Prompt. In the abstract on phospholipids in bacterial photosynthetic reaction centers, what free energy between the QA-QB and QAQB- states was measured in detergent?

START Source document

Protein/lipid interaction in bacterial photosynthetic reaction center: The role of phosphatidylcholine and phosphatidylglycerol in charge stabilization

The role of characteristic phospholipids of native membranes, phosphatidylcholine, PC, phosphatidylglycerol, PG, and cardiolipin, CL, was studied in the energetics of the acceptor quinone side in photosynthetic reaction centers of Rhodobacter sphaeroides. The rates of the first, kAB(1), and the second, kAB(2), electron transfer and that of the charge recombination, kBP, the free energy levels of QA-QB and QAQB- states, and the changes of charge compensating protein relaxation were determined in RCs incorporated into artificial lipid bilayer membranes. In RCs embedded in PC vesicle, kAB(1) and kAB(2) increased (3100 s-1 to 4100 s-1 and 740 s-1 to 3300 s-1, respectively), kBP decreased (0.77 s-1 to 0.39 s-1) compared to that measured in detergent at pH 7. In PG, kAB(1) and kBP decreased (to values of 710 s-1, and 0.26 s-1 respectively), while kAB(2) increased to 1500 s-1 at pH 7. The free energy between the QA-QB and QAQB- states decreased in PC and PG (G0QA-QB->QAQB- = -76.9 meV and -88.5 meV, respectively) compared to that of measured in detergent (-61.8 meV). The changes of the QA/QA- redox potential measured by delayed luminescence showed: 1) differential effect of lipids whether incorporated in micelles or vesicules; 2) altered binding interaction between anionic lipids and RC; 3) direct influence of PC and PG on the free energy levels of the primary and secondary quinones probably through the intraprotein hydrogen bonding network; 4) larger increase of the QA/QA- free energy in PG than in PC both in detergent micelles or in single component vesicles. Based on recent structural data possible interactions between lipids and the electron transfer components will be discussed.

END Source document
START Data shown

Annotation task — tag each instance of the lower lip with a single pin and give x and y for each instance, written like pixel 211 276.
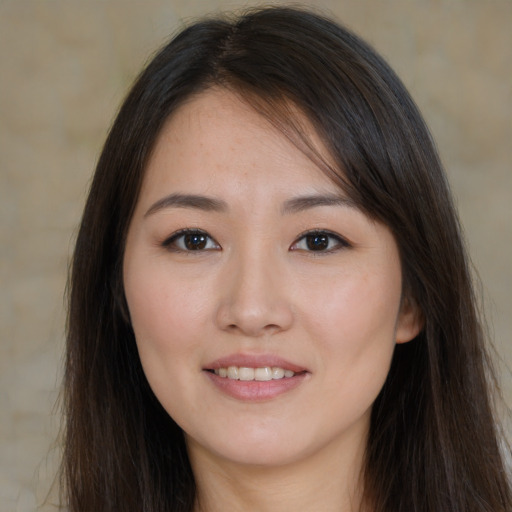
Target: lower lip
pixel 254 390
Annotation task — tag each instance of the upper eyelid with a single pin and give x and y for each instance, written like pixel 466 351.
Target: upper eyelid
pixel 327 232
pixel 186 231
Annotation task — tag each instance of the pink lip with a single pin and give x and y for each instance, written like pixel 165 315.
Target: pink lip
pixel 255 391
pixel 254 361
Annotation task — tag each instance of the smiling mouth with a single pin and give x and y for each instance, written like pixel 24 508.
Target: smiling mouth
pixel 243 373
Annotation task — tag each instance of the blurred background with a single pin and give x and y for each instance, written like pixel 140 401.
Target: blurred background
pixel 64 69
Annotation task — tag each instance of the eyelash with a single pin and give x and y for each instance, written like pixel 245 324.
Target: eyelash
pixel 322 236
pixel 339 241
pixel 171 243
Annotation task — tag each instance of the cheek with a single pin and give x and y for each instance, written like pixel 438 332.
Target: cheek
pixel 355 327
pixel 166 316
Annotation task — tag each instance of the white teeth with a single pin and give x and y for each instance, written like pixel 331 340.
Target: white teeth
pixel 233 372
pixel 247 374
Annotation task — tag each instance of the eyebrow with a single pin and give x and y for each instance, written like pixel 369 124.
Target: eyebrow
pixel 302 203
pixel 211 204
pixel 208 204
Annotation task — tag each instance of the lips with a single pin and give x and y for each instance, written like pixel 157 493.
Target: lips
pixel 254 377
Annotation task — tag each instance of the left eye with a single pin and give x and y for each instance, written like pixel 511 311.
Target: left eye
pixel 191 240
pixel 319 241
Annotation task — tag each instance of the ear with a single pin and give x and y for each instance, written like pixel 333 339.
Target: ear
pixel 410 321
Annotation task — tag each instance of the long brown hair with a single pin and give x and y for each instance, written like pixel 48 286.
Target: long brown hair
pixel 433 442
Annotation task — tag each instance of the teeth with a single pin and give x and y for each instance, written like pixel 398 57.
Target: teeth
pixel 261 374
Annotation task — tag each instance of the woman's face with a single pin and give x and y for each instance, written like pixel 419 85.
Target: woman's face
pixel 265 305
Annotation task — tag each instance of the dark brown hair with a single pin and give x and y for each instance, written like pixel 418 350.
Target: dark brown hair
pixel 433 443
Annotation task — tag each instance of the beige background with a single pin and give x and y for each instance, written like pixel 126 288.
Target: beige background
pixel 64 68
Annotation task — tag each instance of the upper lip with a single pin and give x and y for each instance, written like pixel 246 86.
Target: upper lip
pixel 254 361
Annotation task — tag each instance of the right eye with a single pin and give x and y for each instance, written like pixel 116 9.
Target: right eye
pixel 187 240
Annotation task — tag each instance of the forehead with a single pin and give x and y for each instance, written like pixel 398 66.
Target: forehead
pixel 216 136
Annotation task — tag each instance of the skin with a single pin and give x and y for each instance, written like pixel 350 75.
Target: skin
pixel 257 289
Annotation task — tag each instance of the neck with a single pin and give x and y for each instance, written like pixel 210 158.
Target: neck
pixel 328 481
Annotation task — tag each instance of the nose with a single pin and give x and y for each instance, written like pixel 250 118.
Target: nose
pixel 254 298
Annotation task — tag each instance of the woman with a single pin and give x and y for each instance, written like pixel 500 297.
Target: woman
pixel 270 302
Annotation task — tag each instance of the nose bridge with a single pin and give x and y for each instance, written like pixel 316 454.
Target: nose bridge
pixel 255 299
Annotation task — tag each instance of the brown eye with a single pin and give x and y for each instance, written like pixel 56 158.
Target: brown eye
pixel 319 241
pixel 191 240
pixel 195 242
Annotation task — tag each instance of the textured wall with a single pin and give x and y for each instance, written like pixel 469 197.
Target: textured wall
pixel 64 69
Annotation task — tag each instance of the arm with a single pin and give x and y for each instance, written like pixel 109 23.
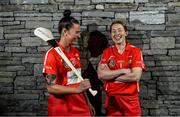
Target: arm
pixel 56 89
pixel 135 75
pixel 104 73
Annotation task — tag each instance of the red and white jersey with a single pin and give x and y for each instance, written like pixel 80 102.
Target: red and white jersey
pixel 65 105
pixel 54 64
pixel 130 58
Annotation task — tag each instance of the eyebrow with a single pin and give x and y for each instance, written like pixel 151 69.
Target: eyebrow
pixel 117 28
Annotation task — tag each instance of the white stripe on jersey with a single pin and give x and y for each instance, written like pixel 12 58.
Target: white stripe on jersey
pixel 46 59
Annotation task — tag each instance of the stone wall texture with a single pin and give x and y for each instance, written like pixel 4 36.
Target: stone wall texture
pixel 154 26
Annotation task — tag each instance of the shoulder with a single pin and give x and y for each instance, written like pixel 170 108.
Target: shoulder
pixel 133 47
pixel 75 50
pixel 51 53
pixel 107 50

END Data shown

Output for this exercise. -61.8 meV